Source records
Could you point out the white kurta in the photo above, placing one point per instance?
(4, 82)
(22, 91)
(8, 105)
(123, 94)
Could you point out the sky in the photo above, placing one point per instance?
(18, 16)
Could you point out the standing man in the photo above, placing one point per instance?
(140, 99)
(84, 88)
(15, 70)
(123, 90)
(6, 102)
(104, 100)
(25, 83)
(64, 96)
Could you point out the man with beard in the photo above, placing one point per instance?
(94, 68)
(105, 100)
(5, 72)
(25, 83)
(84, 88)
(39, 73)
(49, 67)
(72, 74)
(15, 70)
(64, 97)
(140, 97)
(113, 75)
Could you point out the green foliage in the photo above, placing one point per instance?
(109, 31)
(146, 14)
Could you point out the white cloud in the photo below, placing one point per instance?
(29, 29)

Problem to solve
Swap "point out" for "mark" throughout the lines above, keeping everything else the same.

Worked answer
Could you mark the white kurta in the photo above, placing one point per instance?
(4, 82)
(22, 91)
(8, 105)
(123, 94)
Could you mark the sky in the photo above, placing one point per instance?
(18, 16)
Could you mark the standing man in the photo above, placing one point per instance?
(140, 99)
(84, 88)
(15, 70)
(123, 90)
(6, 102)
(104, 100)
(25, 83)
(64, 96)
Could you mark the man with beard in the photo above, placing one point per instance?
(94, 68)
(105, 100)
(5, 72)
(25, 83)
(84, 88)
(39, 73)
(49, 67)
(72, 74)
(15, 70)
(64, 97)
(140, 97)
(113, 75)
Could you mark the green foliage in the photo above, placing one point per instance?
(109, 31)
(146, 14)
Could you mark the white cloud in the photo below, placing one point per instance?
(29, 29)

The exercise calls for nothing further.